──────── READING PASSAGE

Re: Re: Setting up / Running NAMD on HPC

From: Victor Kwan (vkwan8_at_uwo.ca)
Date: Mon May 25 2020 - 16:54:55 CDT

Dear Gerald,

Your first point of contact should always be your HPC administrators. They
are being paid to maintain the HPC, and to be frank, it is their
responsibility to install and test software upon request.

>From what you posted, it looks like charmmrun can't ssh into the individual
nodes - you will have to contact your system administrator.

On Mon, May 25, 2020 at 3:35 PM Gerald Keller <
gerald.keller_at_uni-wuerzburg.de> wrote:

> Hi Michael,
>
> thanks four your reply! I think this really pushed me further.
>
> I used your posted function to generate the nodelist and started namd like
> you mentioned for ibverb-smp.

────────────────
──────── DATASET CONTENT

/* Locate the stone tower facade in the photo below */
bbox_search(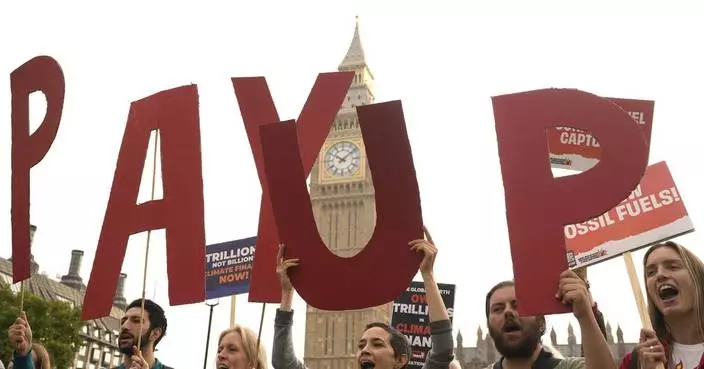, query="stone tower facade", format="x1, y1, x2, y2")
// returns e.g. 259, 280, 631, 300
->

────────────────

**WHAT NEEDS TO BE DONE:** From the reply about running NAMD on an HPC cluster, pull out the passage that begins at the words "Your first point" and ends after "software upon request.". The listing isn't used.

**REPLY:**
Your first point of contact should always be your HPC administrators. They
are being paid to maintain the HPC, and to be frank, it is their
responsibility to install and test software upon request.